◆ TEXTE À LIRE ◆
| GAUSSER, verbe A. − Vieilli 1. Emploi trans. Tourner (quelqu'un) en ridicule, railler. Entendez-les qui nous gaussent (Verlaine, Poèmes divers,1896, p. 848) : 1. Il ne passe personne dans la rue qui ne soit étudié. Aussi, jadis, quand un étranger arrivait dans une ville de province, était-il gaussé de porte en porte.
Balzac, E. Grandet,1834, p. 9. − Emploi trans. indir. Et Charpentier aussitôt de gausser sur la grossesse de MmeDaudet (...) et de rire de l'amusante colère de la pauvre femme (Goncourt, Journal,1885, p. 508). 2. Emploi intrans. Plaisanter. Pierre s'arrête, rit, et en gaussant me dit : − La voilà bonne ton herbe (Courier, Pamphlets pol., Gaz. vill., 1823, p. 187). B. − Emploi pronom., cour. Se moquer ouvertement (de quelqu'un ou de quelque chose). Elle n'était point du tout pieuse alors et se gaussait des curés, voire d'autre chose, avec une liberté extrême (Sand, Hist. vie, t. 2, 1855, p. 311).L'on a trop dit que Molière se gaussait de la médecine. Non point : il rit des médecins et de ce qu'ils avaient fait de la médecine (Gide, Feuillets,1937, p. 1292) : 2. Il ne tarissait pas en grosses plaisanteries sur les femmes qui portent culotte; et il se gaussait de son ami, qui se laissait mettre sous la pantoufle.

◆ JEU DE DONNÉES ◆
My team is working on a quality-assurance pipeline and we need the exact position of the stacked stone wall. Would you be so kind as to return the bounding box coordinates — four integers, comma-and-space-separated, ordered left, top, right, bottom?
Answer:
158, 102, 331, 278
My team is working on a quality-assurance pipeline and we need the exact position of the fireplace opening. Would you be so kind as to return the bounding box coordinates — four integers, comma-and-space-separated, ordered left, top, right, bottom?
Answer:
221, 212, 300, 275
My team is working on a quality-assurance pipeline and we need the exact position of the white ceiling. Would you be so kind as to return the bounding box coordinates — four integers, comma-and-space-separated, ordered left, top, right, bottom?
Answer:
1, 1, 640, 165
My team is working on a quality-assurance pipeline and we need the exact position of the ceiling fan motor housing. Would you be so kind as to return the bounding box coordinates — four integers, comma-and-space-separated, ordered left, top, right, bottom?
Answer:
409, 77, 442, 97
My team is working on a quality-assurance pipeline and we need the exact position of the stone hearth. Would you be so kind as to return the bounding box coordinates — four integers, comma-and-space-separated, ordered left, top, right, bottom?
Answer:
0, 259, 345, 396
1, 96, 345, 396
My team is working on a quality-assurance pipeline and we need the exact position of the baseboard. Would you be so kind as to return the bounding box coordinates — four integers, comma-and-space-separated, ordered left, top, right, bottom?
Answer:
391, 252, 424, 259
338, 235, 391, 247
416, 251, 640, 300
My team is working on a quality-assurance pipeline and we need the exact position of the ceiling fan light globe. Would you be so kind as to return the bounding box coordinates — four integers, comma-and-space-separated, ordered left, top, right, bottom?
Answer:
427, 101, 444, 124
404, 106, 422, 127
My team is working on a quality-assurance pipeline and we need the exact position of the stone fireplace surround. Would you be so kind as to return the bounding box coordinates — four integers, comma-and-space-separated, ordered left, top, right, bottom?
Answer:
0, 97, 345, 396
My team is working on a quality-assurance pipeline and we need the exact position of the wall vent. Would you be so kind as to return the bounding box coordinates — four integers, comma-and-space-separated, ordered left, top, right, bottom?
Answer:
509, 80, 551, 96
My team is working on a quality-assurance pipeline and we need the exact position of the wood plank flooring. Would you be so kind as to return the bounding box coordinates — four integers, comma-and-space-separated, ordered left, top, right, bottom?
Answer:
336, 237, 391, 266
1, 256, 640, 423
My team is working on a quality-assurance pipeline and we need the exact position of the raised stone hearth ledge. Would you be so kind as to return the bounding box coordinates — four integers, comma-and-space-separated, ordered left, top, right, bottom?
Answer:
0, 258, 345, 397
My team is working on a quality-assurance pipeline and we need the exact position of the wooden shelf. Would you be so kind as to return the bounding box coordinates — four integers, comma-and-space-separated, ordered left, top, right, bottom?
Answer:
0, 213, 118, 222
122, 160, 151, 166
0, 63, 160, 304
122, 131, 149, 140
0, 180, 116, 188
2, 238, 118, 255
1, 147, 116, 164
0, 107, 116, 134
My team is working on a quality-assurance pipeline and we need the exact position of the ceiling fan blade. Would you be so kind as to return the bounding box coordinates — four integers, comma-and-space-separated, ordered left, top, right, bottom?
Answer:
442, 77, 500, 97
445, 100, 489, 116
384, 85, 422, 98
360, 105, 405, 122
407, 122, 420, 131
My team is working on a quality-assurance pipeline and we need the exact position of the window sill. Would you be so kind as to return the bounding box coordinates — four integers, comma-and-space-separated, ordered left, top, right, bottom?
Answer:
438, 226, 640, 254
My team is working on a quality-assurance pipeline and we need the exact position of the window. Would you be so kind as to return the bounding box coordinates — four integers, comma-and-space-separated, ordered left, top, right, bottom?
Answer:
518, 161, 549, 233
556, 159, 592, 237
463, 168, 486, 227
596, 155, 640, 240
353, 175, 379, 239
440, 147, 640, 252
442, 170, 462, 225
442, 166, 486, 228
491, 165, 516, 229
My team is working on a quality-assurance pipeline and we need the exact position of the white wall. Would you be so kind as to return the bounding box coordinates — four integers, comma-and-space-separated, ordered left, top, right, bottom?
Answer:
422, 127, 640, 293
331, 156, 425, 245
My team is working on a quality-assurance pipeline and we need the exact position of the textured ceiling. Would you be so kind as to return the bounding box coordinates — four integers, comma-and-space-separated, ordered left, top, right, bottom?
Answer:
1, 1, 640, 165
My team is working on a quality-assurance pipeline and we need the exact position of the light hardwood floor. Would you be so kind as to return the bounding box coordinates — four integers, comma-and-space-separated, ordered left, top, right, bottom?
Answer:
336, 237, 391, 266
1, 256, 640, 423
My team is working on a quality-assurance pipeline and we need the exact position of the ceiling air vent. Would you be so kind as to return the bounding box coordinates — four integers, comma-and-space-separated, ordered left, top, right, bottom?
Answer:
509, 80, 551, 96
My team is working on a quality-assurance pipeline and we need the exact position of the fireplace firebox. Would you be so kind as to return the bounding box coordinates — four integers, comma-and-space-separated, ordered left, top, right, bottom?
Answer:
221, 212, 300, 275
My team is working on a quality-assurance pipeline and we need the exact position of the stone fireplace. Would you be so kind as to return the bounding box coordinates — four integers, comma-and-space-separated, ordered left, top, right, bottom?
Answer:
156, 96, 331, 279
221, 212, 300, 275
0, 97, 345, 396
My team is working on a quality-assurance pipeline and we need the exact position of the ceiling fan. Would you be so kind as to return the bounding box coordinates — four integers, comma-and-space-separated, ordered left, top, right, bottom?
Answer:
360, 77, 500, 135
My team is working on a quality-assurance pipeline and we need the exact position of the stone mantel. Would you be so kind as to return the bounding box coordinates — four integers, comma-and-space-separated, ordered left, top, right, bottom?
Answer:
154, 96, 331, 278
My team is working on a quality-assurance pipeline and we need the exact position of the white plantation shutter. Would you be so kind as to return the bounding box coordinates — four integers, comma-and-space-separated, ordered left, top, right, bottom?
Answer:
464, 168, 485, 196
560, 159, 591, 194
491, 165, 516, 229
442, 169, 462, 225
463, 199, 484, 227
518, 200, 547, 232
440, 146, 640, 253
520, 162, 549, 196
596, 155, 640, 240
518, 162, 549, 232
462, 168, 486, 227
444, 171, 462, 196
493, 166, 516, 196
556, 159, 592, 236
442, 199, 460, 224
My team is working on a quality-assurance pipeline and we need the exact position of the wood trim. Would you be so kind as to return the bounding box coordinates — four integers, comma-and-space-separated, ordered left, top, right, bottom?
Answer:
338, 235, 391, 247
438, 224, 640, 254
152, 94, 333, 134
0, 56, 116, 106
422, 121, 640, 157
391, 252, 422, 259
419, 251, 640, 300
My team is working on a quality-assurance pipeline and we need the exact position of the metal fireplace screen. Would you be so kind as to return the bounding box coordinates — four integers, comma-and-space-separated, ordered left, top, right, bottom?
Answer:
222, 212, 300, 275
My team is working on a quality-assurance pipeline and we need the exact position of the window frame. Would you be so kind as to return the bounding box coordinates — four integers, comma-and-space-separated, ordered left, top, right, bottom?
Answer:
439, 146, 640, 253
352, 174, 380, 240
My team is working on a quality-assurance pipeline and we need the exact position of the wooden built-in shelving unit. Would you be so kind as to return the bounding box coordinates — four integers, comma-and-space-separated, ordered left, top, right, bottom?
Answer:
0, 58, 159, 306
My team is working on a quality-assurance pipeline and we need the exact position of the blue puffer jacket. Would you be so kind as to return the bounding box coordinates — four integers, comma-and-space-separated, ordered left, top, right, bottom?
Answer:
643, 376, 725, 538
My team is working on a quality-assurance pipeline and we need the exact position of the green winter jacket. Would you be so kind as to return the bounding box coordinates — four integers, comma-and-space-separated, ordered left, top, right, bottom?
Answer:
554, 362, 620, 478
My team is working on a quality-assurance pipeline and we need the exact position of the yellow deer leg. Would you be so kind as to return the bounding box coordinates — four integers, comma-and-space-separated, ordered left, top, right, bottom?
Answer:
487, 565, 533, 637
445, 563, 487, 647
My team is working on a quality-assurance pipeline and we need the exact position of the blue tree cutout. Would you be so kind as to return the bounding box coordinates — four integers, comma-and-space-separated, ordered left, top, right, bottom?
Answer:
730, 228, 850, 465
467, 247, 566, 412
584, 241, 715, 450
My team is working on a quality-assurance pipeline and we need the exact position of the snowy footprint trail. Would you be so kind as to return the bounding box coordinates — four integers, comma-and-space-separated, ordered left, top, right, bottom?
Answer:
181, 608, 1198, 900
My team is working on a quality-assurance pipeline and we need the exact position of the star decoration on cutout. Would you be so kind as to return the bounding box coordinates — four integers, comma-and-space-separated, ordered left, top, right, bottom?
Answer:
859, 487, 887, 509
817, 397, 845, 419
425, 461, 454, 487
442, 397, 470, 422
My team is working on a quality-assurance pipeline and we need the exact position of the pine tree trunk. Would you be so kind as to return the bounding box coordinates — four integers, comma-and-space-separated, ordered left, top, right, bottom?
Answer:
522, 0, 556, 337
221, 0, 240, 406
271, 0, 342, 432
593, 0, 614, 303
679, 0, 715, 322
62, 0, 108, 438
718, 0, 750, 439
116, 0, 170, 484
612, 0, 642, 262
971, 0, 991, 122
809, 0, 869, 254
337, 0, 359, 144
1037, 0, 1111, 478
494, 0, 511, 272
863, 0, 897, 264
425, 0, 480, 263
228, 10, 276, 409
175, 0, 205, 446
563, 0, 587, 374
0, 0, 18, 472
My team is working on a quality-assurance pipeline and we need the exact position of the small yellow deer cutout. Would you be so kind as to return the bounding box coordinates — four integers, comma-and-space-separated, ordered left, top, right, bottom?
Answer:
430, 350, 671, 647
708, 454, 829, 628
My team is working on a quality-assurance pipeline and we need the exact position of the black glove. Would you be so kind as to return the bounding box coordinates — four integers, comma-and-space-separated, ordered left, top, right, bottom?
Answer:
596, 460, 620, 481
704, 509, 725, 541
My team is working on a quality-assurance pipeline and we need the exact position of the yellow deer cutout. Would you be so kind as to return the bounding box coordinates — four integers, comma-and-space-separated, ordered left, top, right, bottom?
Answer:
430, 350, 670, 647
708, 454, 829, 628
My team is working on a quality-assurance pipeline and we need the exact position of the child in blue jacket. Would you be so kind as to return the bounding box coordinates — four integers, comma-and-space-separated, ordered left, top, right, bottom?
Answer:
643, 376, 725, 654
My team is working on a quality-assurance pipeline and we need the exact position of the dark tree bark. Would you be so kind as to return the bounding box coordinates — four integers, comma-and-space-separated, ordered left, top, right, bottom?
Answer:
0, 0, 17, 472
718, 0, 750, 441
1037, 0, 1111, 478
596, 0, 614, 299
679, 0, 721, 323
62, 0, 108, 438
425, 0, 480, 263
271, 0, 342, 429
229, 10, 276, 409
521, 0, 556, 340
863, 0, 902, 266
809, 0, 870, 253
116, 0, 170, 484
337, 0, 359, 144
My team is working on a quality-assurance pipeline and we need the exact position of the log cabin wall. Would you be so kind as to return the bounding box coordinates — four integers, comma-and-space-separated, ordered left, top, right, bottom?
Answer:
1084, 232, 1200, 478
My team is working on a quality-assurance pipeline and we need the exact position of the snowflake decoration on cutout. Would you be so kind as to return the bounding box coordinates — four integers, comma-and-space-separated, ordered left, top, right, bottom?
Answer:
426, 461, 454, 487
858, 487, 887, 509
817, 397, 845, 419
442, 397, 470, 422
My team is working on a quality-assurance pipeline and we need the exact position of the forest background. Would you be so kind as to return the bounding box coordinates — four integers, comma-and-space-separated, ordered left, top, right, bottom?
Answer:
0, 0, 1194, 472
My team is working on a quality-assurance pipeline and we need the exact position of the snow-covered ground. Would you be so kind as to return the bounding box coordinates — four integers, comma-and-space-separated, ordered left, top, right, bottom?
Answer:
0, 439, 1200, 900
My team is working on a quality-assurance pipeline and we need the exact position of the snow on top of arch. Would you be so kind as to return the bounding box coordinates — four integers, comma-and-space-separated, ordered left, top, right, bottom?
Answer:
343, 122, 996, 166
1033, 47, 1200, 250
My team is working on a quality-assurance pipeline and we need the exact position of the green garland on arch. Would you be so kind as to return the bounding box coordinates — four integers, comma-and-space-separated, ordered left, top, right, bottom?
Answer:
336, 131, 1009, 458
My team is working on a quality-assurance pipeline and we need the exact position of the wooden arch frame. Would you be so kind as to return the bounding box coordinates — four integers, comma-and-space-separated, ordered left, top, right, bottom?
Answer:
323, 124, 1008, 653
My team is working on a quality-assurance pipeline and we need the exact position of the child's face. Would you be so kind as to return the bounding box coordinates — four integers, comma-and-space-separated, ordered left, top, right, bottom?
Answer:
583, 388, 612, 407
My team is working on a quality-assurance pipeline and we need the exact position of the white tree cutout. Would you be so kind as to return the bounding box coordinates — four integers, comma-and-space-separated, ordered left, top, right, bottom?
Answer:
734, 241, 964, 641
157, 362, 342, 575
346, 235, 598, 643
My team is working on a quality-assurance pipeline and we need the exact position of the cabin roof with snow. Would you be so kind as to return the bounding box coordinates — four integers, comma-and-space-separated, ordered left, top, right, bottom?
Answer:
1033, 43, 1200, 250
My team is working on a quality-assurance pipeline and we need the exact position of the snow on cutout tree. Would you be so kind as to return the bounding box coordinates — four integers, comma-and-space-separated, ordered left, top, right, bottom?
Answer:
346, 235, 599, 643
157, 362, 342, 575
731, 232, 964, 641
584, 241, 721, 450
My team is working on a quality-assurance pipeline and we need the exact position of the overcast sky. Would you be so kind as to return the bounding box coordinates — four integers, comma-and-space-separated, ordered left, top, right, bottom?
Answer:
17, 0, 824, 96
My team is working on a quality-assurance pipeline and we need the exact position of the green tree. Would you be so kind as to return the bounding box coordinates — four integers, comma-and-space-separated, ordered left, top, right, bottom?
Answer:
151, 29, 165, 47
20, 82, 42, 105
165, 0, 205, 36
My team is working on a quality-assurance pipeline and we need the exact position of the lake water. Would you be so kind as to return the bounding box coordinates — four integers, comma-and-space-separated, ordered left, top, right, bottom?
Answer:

◆ TRAVAIL DEMANDÉ ◆
Dressez la liste de tous les auteurs dont un ouvrage est indiqué comme source d'un exemple dans l'article de dictionnaire consacré au verbe « gausser ».

◆ SOLUTION RÉDIGÉE ◆
Verlaine, Balzac, Goncourt, Courier, Sand, Gide